▸ WHAT TO DO:
1. In the VW 508 oil thread, what does the Motul oil cost from Europarts?
2. Using the VW 508 oil thread, mark each statement yes or no and quote the words that decide it: (a) The first poster has 5.5 years of warranty left. (b) Amazon currently has the Pentosin 508 oil in stock. (c) The Liqui Moly oil from FCP Euro ships for free.

# VW 508 Spec Oil Retailers??



## GTI_FAD (Sep 8, 2019)

Looking for some collective wisdom from any newer VW owners who have models that need the new vw508 specd oil. I am approaching 5000k in my 2019 GTI so I began tracking down supplies for an oil change and found out that the 19 GTIs are supposed to get the new vw508 spec oil in 0W-20 weight. No problem finding full synth 0W-20 oil but have only found three types that currently meet the vw508 spec: Castrol EDGE Professional LL IV FE 0W-20, mobil 1 esp x2 0w-20, and motul specific 508 00 509 00 0w20. Unfortunately NO retailer (even online) I have found sells any of them except the Motul which I can get from Europarts for $75 for 6 quarts + $17 shipping. For that price I can just go let the dealer do it. My question is has anybody purchased any of this liquid gold from anyone other than their dealer? Seems ridiculous not to be able to find oil for a car. Before a bunch of folks start suggesting just use something out of spec I have 5.5 years worth of warranty left and am not interested in getting into a battle with the dealer or VW if I need a repair because they don't like the oil I used. May not happen but rather avoid a potential headache. Any help with this is appreciated!!


----------



## Greasymechtech (Jul 20, 2019)

Amazon has the Liqui Moly 0w-20 508 top tec 6200 oil
Amazon also lists the Pentosin 508 oil but is out of stock for the moment
Ravenol told me that they will eventually have it available too

Nothing wrong with Castrol from the dealer until the inventory ramps up online

Ecstuning vividracing as well as other vw/import shops have 508 oil

My msrp also had two free services at 10k and 20k miles

What I put in between those intervals they wont know about


----------



## Ichabod0525 (Feb 11, 2018)

*FCP Euro* 0W20 Top Tec 6200 Engine Oil (5 Liter) - Liqui Moly LM20238 $74.36 FREE SHIPPING. I've had good experience ordering from this retailer even though they are clear across the country from me. Call them and they can probably put together a 'Kit' for you at a better discount including the filter and drain plug.


----------



## quailallstar (Dec 2, 2001)

▸ AVAILABLE DATA:
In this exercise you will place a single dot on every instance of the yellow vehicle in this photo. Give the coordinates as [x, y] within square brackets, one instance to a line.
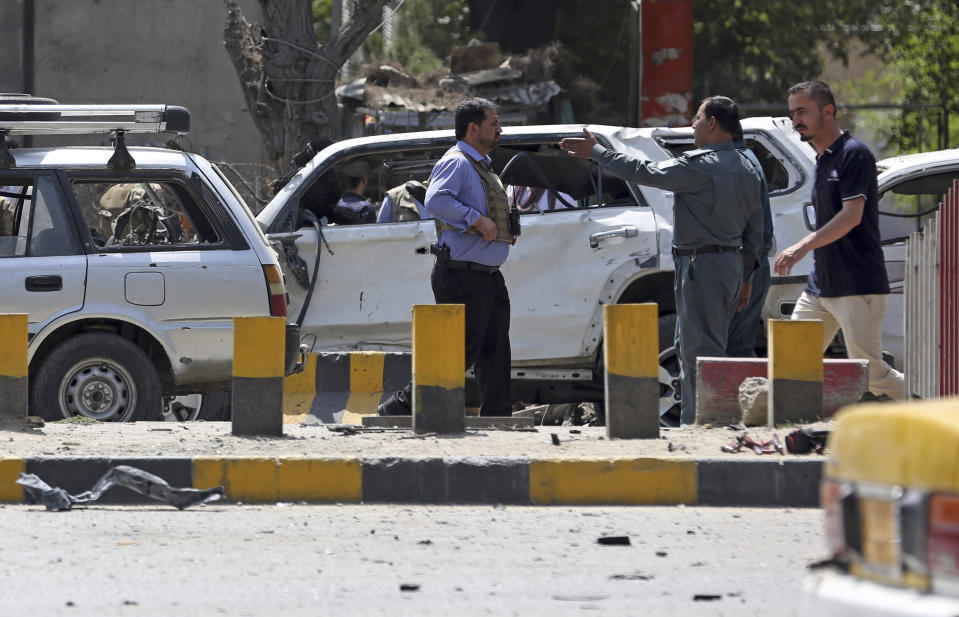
[891, 498]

▸ SOLUTIONS BELOW:
1. $75 for 6 quarts plus $17 shipping.

2.
(a) Yes: "I have 5.5 years worth of warranty left"
(b) No: "Amazon also lists the Pentosin 508 oil but is out of stock for the moment"
(c) Yes: "$74.36 FREE SHIPPING"